====== Stored rows ======
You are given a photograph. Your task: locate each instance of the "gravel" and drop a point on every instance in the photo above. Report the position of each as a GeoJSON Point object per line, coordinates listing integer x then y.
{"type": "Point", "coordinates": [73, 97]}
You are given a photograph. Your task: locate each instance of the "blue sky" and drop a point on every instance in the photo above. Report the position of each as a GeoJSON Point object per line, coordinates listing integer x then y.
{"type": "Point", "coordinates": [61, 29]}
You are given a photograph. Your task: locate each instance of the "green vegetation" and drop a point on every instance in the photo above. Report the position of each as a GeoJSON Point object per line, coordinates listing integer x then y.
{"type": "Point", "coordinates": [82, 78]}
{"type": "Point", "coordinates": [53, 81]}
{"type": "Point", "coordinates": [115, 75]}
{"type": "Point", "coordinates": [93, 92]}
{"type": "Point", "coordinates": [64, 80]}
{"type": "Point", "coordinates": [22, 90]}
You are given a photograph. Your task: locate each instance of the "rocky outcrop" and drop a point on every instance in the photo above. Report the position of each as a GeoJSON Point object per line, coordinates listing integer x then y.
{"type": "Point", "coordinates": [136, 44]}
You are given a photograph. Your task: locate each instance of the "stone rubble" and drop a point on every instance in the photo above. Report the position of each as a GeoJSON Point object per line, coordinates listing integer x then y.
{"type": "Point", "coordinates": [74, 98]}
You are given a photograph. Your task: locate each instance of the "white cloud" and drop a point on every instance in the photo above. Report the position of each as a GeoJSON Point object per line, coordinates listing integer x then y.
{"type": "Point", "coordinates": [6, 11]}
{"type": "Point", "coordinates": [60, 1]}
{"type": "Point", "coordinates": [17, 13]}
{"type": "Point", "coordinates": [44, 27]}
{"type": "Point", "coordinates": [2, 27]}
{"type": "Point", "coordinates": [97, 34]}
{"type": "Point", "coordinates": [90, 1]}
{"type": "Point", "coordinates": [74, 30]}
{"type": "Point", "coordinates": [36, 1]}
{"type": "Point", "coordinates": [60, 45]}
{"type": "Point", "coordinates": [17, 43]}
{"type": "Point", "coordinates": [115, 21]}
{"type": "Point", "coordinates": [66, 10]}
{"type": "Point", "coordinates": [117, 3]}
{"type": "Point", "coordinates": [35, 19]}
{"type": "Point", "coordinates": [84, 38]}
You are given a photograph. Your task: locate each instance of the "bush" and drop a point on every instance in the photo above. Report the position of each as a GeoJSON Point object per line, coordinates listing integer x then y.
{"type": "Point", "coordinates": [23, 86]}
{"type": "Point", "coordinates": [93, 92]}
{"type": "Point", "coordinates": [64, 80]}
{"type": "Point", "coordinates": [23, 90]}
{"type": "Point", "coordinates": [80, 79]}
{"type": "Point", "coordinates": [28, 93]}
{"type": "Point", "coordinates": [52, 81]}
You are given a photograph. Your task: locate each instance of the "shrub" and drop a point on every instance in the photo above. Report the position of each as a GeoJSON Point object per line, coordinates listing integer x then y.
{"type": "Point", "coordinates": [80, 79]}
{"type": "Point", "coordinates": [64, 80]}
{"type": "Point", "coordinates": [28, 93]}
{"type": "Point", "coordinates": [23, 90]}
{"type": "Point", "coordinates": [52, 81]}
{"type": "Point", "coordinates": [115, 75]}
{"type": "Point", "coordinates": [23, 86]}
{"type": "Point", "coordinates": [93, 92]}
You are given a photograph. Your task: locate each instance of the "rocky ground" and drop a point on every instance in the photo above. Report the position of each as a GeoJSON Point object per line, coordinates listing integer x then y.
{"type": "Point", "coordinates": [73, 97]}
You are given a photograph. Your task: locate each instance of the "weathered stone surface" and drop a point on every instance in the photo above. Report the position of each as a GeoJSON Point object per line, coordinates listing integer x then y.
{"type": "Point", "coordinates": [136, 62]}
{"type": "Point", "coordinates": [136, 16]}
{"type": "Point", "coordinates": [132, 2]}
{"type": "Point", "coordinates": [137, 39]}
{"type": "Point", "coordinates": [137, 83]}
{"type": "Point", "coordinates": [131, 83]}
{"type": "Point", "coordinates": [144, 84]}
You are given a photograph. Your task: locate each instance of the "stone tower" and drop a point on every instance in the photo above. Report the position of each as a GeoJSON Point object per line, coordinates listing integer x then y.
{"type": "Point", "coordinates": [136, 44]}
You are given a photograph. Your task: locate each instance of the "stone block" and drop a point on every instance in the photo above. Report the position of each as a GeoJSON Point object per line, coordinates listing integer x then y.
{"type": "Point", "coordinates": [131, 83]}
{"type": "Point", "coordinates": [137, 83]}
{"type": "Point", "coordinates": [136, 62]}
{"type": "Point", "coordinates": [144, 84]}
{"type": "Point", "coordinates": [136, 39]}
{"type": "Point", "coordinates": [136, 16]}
======
• Task goal:
The records above should be returned exactly.

• Answer in full:
You are given a photograph. Your task: locate each instance of the "gravel" and drop a point on every instance in the photo above. Report the position of each as a GeoJSON Point object per line, coordinates listing integer x then y.
{"type": "Point", "coordinates": [73, 97]}
You are given a photograph. Your task: locate each instance of the "blue sky" and drop a point on every instance in the photo above. Report the position of each as a GeoJSON Point object per line, coordinates listing integer x then y.
{"type": "Point", "coordinates": [61, 29]}
You are given a photograph. Your task: locate each instance of the "green vegetation" and drop a point on every instance in the photo above. Report the position of each as a GeoJSON Point object per line, coordinates listing integer x then y.
{"type": "Point", "coordinates": [82, 78]}
{"type": "Point", "coordinates": [53, 81]}
{"type": "Point", "coordinates": [115, 75]}
{"type": "Point", "coordinates": [93, 92]}
{"type": "Point", "coordinates": [64, 80]}
{"type": "Point", "coordinates": [22, 90]}
You are given a photograph. Your task: locate each instance of the "rocky outcrop" and drop a point on every instance in the photo above. Report the position of each as a GeoJSON Point object per line, coordinates listing integer x then y.
{"type": "Point", "coordinates": [136, 44]}
You are given a photograph. Your task: locate each instance of the "stone rubble" and drop a point on every instance in the photo above. Report the position of each as a GeoJSON Point object per line, coordinates listing integer x then y.
{"type": "Point", "coordinates": [74, 98]}
You are given a photograph. Your task: locate each instance of the "white cloud" and drop a point on every instance in the photo above. Report the position of each as a GeoJSON Point object per line, coordinates listing integer x then y.
{"type": "Point", "coordinates": [6, 11]}
{"type": "Point", "coordinates": [60, 1]}
{"type": "Point", "coordinates": [17, 13]}
{"type": "Point", "coordinates": [44, 27]}
{"type": "Point", "coordinates": [2, 27]}
{"type": "Point", "coordinates": [97, 34]}
{"type": "Point", "coordinates": [90, 1]}
{"type": "Point", "coordinates": [74, 30]}
{"type": "Point", "coordinates": [36, 1]}
{"type": "Point", "coordinates": [60, 45]}
{"type": "Point", "coordinates": [17, 43]}
{"type": "Point", "coordinates": [115, 21]}
{"type": "Point", "coordinates": [66, 10]}
{"type": "Point", "coordinates": [117, 3]}
{"type": "Point", "coordinates": [35, 19]}
{"type": "Point", "coordinates": [84, 38]}
You are given a photograph. Your task: locate each instance of the "bush" and drop a point on every instance in the photo above. Report the position of each as a GeoJSON Point object per line, coordinates listing integer x then y.
{"type": "Point", "coordinates": [23, 86]}
{"type": "Point", "coordinates": [93, 92]}
{"type": "Point", "coordinates": [64, 80]}
{"type": "Point", "coordinates": [23, 90]}
{"type": "Point", "coordinates": [80, 79]}
{"type": "Point", "coordinates": [28, 93]}
{"type": "Point", "coordinates": [52, 81]}
You are given a photograph. Your task: locate each instance of the "shrub" and drop a point on every instance in the photo above. Report the position of each as a GeoJSON Point object per line, coordinates listing integer x then y.
{"type": "Point", "coordinates": [80, 79]}
{"type": "Point", "coordinates": [64, 80]}
{"type": "Point", "coordinates": [28, 93]}
{"type": "Point", "coordinates": [23, 90]}
{"type": "Point", "coordinates": [52, 81]}
{"type": "Point", "coordinates": [115, 75]}
{"type": "Point", "coordinates": [23, 86]}
{"type": "Point", "coordinates": [93, 92]}
You are given a photograph. Your task: locate each instance of the "rocky ground" and drop a point on every instance in the photo above. Report the position of each as a GeoJSON Point object per line, coordinates listing integer x then y.
{"type": "Point", "coordinates": [73, 97]}
You are given a photograph. Your task: locate each instance of the "weathered stone surface" and drop a point on every instance in the photo above. Report the position of each as a GeoJSON Point object per line, coordinates listing integer x then y.
{"type": "Point", "coordinates": [136, 62]}
{"type": "Point", "coordinates": [136, 16]}
{"type": "Point", "coordinates": [132, 2]}
{"type": "Point", "coordinates": [137, 39]}
{"type": "Point", "coordinates": [137, 83]}
{"type": "Point", "coordinates": [131, 83]}
{"type": "Point", "coordinates": [144, 84]}
You are given a photograph. Your task: locate each instance of the "stone tower" and drop a point on every instance in the photo above. Report the position of each as a GeoJSON Point object per line, coordinates listing integer x then y.
{"type": "Point", "coordinates": [136, 44]}
You are given a photograph. Your task: locate each instance of the "stone block" and drop a point on every instance in the photo above. Report the position of each as a GeoJSON Point object per line, coordinates listing integer x then y.
{"type": "Point", "coordinates": [131, 83]}
{"type": "Point", "coordinates": [137, 83]}
{"type": "Point", "coordinates": [136, 62]}
{"type": "Point", "coordinates": [144, 84]}
{"type": "Point", "coordinates": [136, 39]}
{"type": "Point", "coordinates": [136, 16]}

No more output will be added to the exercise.